## Exercise directions
Copy out the listing below, switching every "Provide" to "Return" and leaving everything else the same.

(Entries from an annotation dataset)
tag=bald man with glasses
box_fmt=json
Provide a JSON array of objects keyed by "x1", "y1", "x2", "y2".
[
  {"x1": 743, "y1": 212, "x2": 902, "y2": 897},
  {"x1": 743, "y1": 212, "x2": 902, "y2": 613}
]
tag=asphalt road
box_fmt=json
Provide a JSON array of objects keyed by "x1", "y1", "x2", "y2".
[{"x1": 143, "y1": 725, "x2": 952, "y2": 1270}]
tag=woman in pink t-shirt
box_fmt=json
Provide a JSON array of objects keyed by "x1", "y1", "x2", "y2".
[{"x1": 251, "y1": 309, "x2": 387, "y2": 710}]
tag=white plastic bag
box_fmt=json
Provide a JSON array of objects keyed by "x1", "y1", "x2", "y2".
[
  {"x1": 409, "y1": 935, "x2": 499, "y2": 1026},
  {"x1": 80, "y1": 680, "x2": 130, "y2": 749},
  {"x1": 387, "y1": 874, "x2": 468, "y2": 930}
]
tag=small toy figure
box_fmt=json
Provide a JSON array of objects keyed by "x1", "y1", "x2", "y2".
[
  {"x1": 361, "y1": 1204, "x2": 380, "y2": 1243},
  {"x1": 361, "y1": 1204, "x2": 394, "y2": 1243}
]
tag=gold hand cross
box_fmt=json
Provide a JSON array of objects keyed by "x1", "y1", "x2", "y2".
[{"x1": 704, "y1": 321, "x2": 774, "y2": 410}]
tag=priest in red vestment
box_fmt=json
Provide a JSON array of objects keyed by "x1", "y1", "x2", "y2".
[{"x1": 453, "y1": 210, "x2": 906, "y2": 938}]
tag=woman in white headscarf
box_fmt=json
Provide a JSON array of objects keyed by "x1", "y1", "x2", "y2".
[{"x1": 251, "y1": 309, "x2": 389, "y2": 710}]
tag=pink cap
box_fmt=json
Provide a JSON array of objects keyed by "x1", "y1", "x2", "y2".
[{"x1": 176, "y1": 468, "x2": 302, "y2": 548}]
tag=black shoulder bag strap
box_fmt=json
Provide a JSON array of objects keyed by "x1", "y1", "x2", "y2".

## Result
tag=bald man with glasses
box_fmt=json
Return a JSON array of objects keyed by "x1", "y1", "x2", "y2".
[
  {"x1": 743, "y1": 212, "x2": 902, "y2": 897},
  {"x1": 743, "y1": 212, "x2": 902, "y2": 613}
]
tag=asphalt road
box_fmt=json
Return a JSON array of objects keyed by "x1", "y1", "x2", "y2".
[{"x1": 143, "y1": 725, "x2": 952, "y2": 1270}]
tag=woman in pink t-shirt
box_fmt=json
Return a JSON array of objects keyed by "x1", "y1", "x2", "y2".
[{"x1": 251, "y1": 309, "x2": 387, "y2": 710}]
tag=white plastic bag
box_fmt=json
Return a JSON array of objects keyed by "x1", "y1", "x2", "y2".
[
  {"x1": 409, "y1": 935, "x2": 499, "y2": 1026},
  {"x1": 80, "y1": 680, "x2": 130, "y2": 749},
  {"x1": 387, "y1": 874, "x2": 468, "y2": 930}
]
tag=small toy figure
box_fmt=json
Return a JSON array of objects keyed by "x1", "y1", "x2", "y2".
[
  {"x1": 361, "y1": 1204, "x2": 380, "y2": 1243},
  {"x1": 361, "y1": 1204, "x2": 394, "y2": 1243}
]
tag=gold hand cross
box_fmt=json
Return a JSON array of objects keyed by "x1", "y1", "x2", "y2".
[{"x1": 704, "y1": 321, "x2": 774, "y2": 410}]
tag=priest in red vestment
box_fmt=json
Return a JSON array of objects keyed by "x1", "y1", "x2", "y2".
[{"x1": 453, "y1": 210, "x2": 906, "y2": 938}]
tag=woman in white headscarf
box_fmt=json
Return a JSON array of objects keyed by "x1", "y1", "x2", "y2".
[{"x1": 251, "y1": 309, "x2": 389, "y2": 710}]
tag=pink cap
box_fmt=json
Return a JSON array of objects keyed by "x1", "y1", "x2", "y2".
[{"x1": 176, "y1": 468, "x2": 302, "y2": 548}]
tag=black shoulder bag strap
box_fmt=json
Return a JSON array of objects keyed by "x1", "y1", "x2", "y2".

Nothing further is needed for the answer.